WORKING DATA —
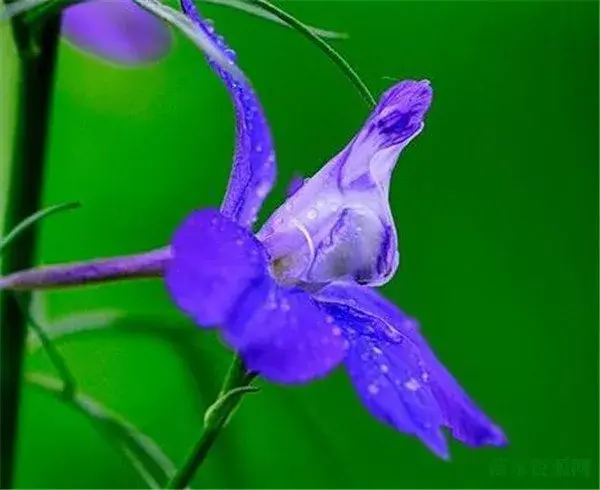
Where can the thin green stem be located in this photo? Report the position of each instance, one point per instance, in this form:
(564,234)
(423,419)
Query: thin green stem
(236,384)
(36,69)
(323,45)
(57,360)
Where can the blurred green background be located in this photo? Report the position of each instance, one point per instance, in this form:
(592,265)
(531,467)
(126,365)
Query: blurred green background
(496,204)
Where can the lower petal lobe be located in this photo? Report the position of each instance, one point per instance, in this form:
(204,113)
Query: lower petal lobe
(413,392)
(215,262)
(254,168)
(219,276)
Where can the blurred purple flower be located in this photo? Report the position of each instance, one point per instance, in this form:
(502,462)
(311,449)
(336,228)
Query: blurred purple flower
(117,30)
(297,299)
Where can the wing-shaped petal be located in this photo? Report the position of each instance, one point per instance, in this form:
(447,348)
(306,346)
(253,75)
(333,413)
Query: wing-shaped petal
(254,168)
(426,393)
(219,276)
(338,226)
(118,31)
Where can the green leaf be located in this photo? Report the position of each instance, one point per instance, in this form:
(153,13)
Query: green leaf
(144,454)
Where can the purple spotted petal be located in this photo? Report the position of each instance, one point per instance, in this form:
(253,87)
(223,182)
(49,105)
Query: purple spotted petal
(283,334)
(295,184)
(118,31)
(219,276)
(339,226)
(425,392)
(254,168)
(388,380)
(214,263)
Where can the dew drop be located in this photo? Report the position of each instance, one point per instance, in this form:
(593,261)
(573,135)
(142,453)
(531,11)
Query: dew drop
(312,213)
(412,384)
(263,189)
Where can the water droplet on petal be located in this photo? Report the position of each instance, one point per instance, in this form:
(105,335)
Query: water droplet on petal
(312,213)
(373,389)
(412,384)
(263,189)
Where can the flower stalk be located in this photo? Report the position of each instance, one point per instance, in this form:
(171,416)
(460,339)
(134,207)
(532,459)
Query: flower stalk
(236,384)
(37,53)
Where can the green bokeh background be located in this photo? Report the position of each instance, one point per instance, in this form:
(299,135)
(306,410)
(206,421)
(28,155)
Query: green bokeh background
(496,204)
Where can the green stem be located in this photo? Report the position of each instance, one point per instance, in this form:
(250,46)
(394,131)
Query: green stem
(36,68)
(55,357)
(228,400)
(336,57)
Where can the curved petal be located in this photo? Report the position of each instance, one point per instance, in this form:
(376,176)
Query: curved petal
(120,32)
(219,276)
(338,226)
(422,385)
(215,262)
(283,334)
(254,168)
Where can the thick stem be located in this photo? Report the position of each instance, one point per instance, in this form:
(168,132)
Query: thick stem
(144,265)
(36,70)
(225,405)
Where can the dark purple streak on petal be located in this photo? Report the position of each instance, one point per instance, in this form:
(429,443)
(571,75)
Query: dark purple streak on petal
(118,31)
(254,168)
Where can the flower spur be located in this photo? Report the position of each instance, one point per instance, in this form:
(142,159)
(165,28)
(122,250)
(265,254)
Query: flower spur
(298,298)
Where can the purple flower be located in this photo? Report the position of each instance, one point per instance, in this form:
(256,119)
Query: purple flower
(296,299)
(117,30)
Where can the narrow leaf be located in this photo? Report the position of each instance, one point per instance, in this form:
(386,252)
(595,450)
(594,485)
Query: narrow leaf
(33,219)
(147,457)
(321,44)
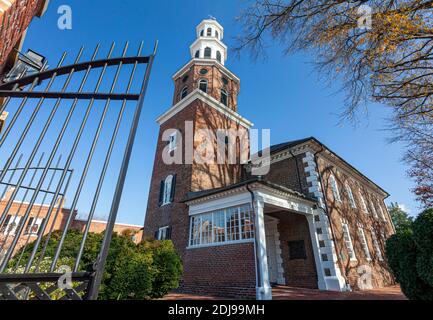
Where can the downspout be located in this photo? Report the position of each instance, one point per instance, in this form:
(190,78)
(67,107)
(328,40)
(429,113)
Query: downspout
(297,171)
(327,208)
(256,259)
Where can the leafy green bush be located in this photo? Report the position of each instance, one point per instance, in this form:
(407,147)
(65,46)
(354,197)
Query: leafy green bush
(410,256)
(147,270)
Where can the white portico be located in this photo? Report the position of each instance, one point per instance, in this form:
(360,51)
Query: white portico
(261,205)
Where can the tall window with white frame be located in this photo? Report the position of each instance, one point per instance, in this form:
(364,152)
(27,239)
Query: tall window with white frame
(380,210)
(334,188)
(348,241)
(202,85)
(363,203)
(167,190)
(376,245)
(373,209)
(350,196)
(364,243)
(172,143)
(221,227)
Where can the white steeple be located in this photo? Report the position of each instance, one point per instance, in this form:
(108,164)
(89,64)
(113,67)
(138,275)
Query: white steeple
(208,44)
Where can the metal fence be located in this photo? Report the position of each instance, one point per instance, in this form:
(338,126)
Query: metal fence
(64,152)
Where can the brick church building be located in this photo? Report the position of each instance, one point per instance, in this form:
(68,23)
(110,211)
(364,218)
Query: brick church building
(311,221)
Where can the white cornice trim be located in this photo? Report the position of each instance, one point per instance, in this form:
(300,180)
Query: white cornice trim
(206,62)
(212,102)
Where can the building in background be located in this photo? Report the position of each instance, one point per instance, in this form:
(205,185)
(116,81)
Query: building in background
(15,17)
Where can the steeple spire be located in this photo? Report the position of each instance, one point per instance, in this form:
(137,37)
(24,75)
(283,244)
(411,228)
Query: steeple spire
(208,44)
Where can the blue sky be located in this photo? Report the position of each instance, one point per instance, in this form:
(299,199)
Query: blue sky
(282,93)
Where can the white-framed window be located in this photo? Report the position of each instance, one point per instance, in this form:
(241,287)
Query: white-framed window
(362,201)
(224,97)
(380,210)
(167,190)
(207,52)
(164,233)
(334,188)
(376,245)
(202,85)
(184,93)
(11,224)
(33,226)
(222,226)
(350,196)
(364,243)
(373,209)
(172,142)
(348,241)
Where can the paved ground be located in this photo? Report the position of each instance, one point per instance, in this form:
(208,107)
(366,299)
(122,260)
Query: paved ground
(290,293)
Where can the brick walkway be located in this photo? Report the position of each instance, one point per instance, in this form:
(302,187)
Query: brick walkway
(290,293)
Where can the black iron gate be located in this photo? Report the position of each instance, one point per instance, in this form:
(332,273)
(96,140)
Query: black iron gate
(88,111)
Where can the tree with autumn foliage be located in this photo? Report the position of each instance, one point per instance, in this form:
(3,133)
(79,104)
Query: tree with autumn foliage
(382,50)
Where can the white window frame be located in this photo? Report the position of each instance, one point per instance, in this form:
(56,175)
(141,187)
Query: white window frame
(373,208)
(334,188)
(13,219)
(172,142)
(376,245)
(348,241)
(163,231)
(35,221)
(381,212)
(363,203)
(350,196)
(166,196)
(364,243)
(239,235)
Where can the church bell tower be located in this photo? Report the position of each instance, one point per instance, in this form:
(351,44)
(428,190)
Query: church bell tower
(205,99)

WHAT THE TASK ASKS —
Copy every entry above word for word, leaving out the pictures.

IN RESPONSE —
Where can the thin green stem be located in this photo? Report the position of each instance, one point per instance, in this form:
(564,234)
(423,419)
Query: thin green stem
(236,384)
(36,69)
(323,45)
(57,360)
Where can the blurred green background be located in this photo? Report the position of each instance, one point per instance, in this form:
(592,265)
(531,467)
(126,365)
Query: blurred green background
(496,204)
Where can the lower petal lobe be located in this photo? Report the position of each instance, one point per instance, in this form:
(204,113)
Query: lower petal lobe
(413,392)
(215,262)
(254,168)
(219,276)
Where can the blurred purple flower be located in this photo? Report the position of each instance, one point per instance, in this form:
(502,462)
(311,449)
(336,228)
Query: blurred purple flower
(117,30)
(297,299)
Where can the wing-shaped petal be located in this photo? Report the position of each instance, one point per instance, in this form:
(447,348)
(306,346)
(253,75)
(333,413)
Query: wing-shaped petal
(254,168)
(426,393)
(219,276)
(338,226)
(118,31)
Where can the green leaf be located in this photo? Report the position of each instance, one point per instance, in this form:
(153,13)
Query: green leaf
(144,454)
Where can the purple spotted petal be located in this photo? Report the position of each instance, one point per instance, in this form:
(253,87)
(223,182)
(49,105)
Query: purple spotted petal
(283,334)
(295,184)
(118,31)
(219,276)
(339,226)
(425,392)
(254,168)
(388,380)
(214,263)
Where can the dew drop be located in this photo? Report the position of each instance, one point per instance, in this form:
(593,261)
(573,135)
(142,453)
(531,11)
Query: dew drop
(312,213)
(412,384)
(263,189)
Where can the water droplet on petal be located in this photo? Report the position of each instance, one point per instance, in this form:
(105,335)
Query: water droplet on petal
(312,213)
(373,389)
(412,384)
(263,189)
Where can the flower stalk be located in this photo? Report the position of each instance, one point per instance, in this form:
(171,416)
(460,339)
(134,207)
(532,459)
Query: flower stalk
(236,384)
(37,53)
Where can the green bokeh background be located in this photo? Report the position of each instance, one point per instance, in this form:
(299,135)
(306,410)
(206,421)
(28,155)
Query: green bokeh background
(496,204)
Where can the green stem be located in this photo? Report the position of each instance, one point per instance, in this form:
(250,46)
(394,131)
Query: green stem
(36,68)
(55,357)
(228,400)
(336,57)
Where can the curved petal be located in this photo? Report the position of each instance, one point per instance, in this form:
(376,176)
Query: curved petal
(120,32)
(219,276)
(338,226)
(422,385)
(215,262)
(283,334)
(254,168)
Where can the thick stem be located in this photo? Report the position of each instance, one point per instance, in this form:
(168,132)
Query: thick stem
(144,265)
(36,70)
(225,405)
Where can the dark purple streak on petal be located in this photo? Report the position of each instance, one point per instance, in this form:
(429,443)
(571,75)
Query: dark purple streak on petal
(118,31)
(254,168)
Where can the flower spur be located in this photo? Report the position of each instance, one point per instance, in this form:
(142,159)
(165,28)
(122,250)
(265,254)
Query: flower spur
(298,298)
Where can the purple flower be located in this photo? Report the position of each instance, one point per instance, in this form:
(256,119)
Query: purple flower
(296,299)
(117,30)
Where can the narrow leaf be located in this photo? Report the position of each instance, one point per instance, in this form:
(386,252)
(595,450)
(594,485)
Query: narrow leaf
(33,219)
(147,457)
(321,44)
Where can the downspout be located in this photo? Report the position of each instance, one point per instance, in this form:
(190,78)
(67,107)
(328,40)
(429,113)
Query: downspout
(297,171)
(327,208)
(256,259)
Where can the leafy green bush be located in this photo? Report the position of each instance, one point per instance, in this form:
(407,147)
(65,46)
(354,197)
Query: leafy green bush
(410,256)
(147,270)
Where can the white portico be located in this photo? Report the position of each instance, one point per instance, in this form:
(360,51)
Query: white portico
(261,205)
Where can the tall window with white frame be located in this photo? Report the position of each instance, one point per instance, in this form:
(364,152)
(27,239)
Query: tall window with white frame
(380,210)
(334,188)
(348,241)
(202,85)
(363,203)
(167,190)
(376,245)
(373,209)
(350,196)
(364,243)
(172,143)
(221,227)
Where can the white steeple be located in this photo? Report the position of each instance, one point per instance, in this form:
(108,164)
(89,64)
(113,67)
(138,275)
Query: white steeple
(208,44)
Where can the metal fence be located in this photo? Report the position of each instance, one point per instance, in this form:
(338,126)
Query: metal fence
(64,152)
Where can the brick church building be located in this photo? Report the position of each instance, one point per instance, in this form:
(68,23)
(110,211)
(364,218)
Query: brick church building
(311,221)
Where can the white cornice trim be located in this photo? Report the position of each instance, one point per instance, in this form:
(300,180)
Query: white cornice trim
(206,62)
(212,102)
Where can the building in background be located in this photo? Report the position of each instance, one point per instance, in this form:
(205,185)
(116,81)
Query: building in background
(15,17)
Where can the steeple spire be located in this photo? Report the position of each instance, one point per instance, in this form:
(137,37)
(24,75)
(283,244)
(411,228)
Query: steeple spire
(208,44)
Where can the blue sky be located in this photo? Report the position of each instance, one point per instance, in this form:
(299,199)
Query: blue sky
(282,93)
Where can the white-framed window be located in this photo? Report the position of each instance, one point per instance, in this form:
(241,287)
Query: white-framed window
(362,201)
(224,97)
(380,210)
(167,190)
(207,52)
(164,233)
(334,188)
(376,245)
(202,85)
(184,93)
(11,224)
(33,226)
(222,226)
(350,196)
(364,243)
(373,209)
(172,142)
(348,241)
Where can the paved ground be located in this photo? Report the position of each instance, one point per instance, in this form:
(208,107)
(366,299)
(122,260)
Query: paved ground
(290,293)
Where can the brick walkway be located in this photo? Report the position of each instance, one point per instance, in this form:
(302,187)
Query: brick walkway
(290,293)
Where can the black iron gate be located in this photo? Report the position of each instance, one point per instance, in this form:
(332,273)
(96,140)
Query: black iron gate
(88,111)
Where can the tree with autumn foliage be located in this photo? Report the position of each instance, one point per instance, in this form:
(3,133)
(79,104)
Query: tree with autumn foliage
(382,50)
Where can the white window frame be located in this photo? Report the position of each instance, one point per instance, in this form:
(56,175)
(141,187)
Query: white window frame
(373,208)
(334,188)
(13,219)
(172,142)
(376,245)
(348,241)
(163,231)
(35,221)
(381,212)
(363,203)
(350,196)
(166,196)
(364,243)
(239,235)
Where can the church bell tower be located in this photo? Report the position of each instance, one point per instance, in this form:
(351,44)
(428,190)
Query: church bell tower
(205,99)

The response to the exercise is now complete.